◆ Extract provided

++++++++++

Here's the implied question in your behavior:

  • Why should your entire portfolio be treated as a Risk Parity fund, rather than risk parity being one factor in a multi-factor portfolio?

Again, no data.

OK. So one of the bigger issues that has been brought up is that VIX is not actually predictive of future variance in the S&P 500. So I charted it out.

This is another one of those things that should raise red flags for those following along at home.  Folks have pointed out that the VIX doesn't predict market *performance*, but did anyone actually make that claim that it wasn't predictive of future variance?  I even stated the R-squared was around 0.2, so I actually supported the same claim you are making.  The problem is: So what?  What is the logic chain that makes that information valuable? (and remember, it has to be *relatively valuable* to other strategies, not just *absolutely valuable* vs the S&P 500). I just happen to think the claim (about implied volatility predicting future volatility) is useless in the face of known alternatives and the questions listed above.

That's why I picked the 50% loss limit. The system optimizes for that level of risk tolerance.

Ah, the wonders of marketing.  There is little to no basis for their 50% claim, especially if it is backtested only into the 1990s.  Keep in mind the losses in '29-'32 were WAY bigger than 2008.  What they have done is provided you a slider to choose a loss limit.  There are some statistics around this to give it an air of legitimacy, but in reality, it's part of an oft-used marketing scheme called (among other things) "Fake Precision".  This gives you a precise value to give you an air of comfort that they know what they are doing.  This is designed to lower your stress level and validate that the service you are buying is performing a useful function for you... while actually providing no guarantee of accuracy in return.  I can query 10 people and average their answers as to the height of the Statue of Liberty to the nearest millimeter, but Wikipedia is likely to give me a much more accurate answer (albeit with less precision).  You should want an accurate answer, not a precise one.

Said another way: You are giving up returns in exchange for a false sense of security.  If this helps you sleep at night, then perhaps that false sense does have real economic value for you.  Some people are willing to pay prices for things like that (you can find threads here about robo-advisors and the comfort of those services).  I actually don't have any problem with people doing that as long as they understand they are not reducing their risk, they are merely paying for their emotional comfort with lower returns.  If you both go in with eyes open, and make sure to educate others you are encouraging to follow you with the truth, then it's all good.

++++++++++

◆ Rows
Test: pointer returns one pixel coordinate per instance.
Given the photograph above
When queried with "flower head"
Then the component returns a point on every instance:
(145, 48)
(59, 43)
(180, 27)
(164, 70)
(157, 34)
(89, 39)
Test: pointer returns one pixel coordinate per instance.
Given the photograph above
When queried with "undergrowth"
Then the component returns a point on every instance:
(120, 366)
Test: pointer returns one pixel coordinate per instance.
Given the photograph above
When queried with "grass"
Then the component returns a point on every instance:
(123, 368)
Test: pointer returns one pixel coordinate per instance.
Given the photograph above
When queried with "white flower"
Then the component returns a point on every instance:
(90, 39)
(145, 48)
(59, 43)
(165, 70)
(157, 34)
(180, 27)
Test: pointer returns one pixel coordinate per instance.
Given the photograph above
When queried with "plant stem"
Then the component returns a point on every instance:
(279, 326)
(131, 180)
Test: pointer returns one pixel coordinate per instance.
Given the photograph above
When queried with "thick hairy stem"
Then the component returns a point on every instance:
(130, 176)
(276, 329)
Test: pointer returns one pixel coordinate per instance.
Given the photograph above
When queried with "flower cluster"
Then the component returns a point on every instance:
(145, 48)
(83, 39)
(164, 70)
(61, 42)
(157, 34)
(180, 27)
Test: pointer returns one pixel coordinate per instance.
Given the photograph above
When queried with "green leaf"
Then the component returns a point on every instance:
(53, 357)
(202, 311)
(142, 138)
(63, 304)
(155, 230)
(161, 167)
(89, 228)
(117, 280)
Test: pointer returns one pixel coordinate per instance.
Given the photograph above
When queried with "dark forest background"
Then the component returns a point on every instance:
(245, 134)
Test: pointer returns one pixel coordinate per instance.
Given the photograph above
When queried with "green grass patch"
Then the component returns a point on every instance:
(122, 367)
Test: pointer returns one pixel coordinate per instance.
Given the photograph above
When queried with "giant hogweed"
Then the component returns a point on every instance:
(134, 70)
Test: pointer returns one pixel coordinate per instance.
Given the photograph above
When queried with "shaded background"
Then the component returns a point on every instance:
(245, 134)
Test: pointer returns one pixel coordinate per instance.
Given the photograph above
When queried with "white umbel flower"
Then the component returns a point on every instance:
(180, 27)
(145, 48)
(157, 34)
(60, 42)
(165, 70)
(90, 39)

++++++++++

◆ Aim A
Which sentences in the forum post on risk parity and the VIX end with a question mark? Quote each one.
◆ Aim B
Write the next few sentences of the forum post on risk parity and the VIX, picking up after its final sentence.
The items have nothing to do with the forum post on risk parity and the VIX.

◆ Result A
1. "Why should your entire portfolio be treated as a Risk Parity fund, rather than risk parity being one factor in a multi-factor portfolio?"
2. "Folks have pointed out that the VIX doesn't predict market *performance*, but did anyone actually make that claim that it wasn't predictive of future variance?"
3. "The problem is: So what?"
4. "What is the logic chain that makes that information valuable?"

◆ Result B
Since folks here are maximizing return and accepting the volatility, I don't know why anyone here would be interested in using the VIX as you describe.
If everyone here literally has 100% of their liquid assets in stock indexes all the time, then sure, you're right.

As noted earlier, this is setting up and tearing down a strawman.  To be more clear: Each individual should pick a portfolio that is appropriate for their risk tolerance.  Within that, we accept the volatility as appropriate for the risk we have chosen.  Again, I am not using volatility as risk here, as that simplification for economics papers has some nasty logic holes.

Also, let's be clear on one more concern: Why are they selling the methodology $8 at a time?  If it's really "that good", then they should keep it a secret.  Once a secret is out, the market prices in that information, and the edge goes away.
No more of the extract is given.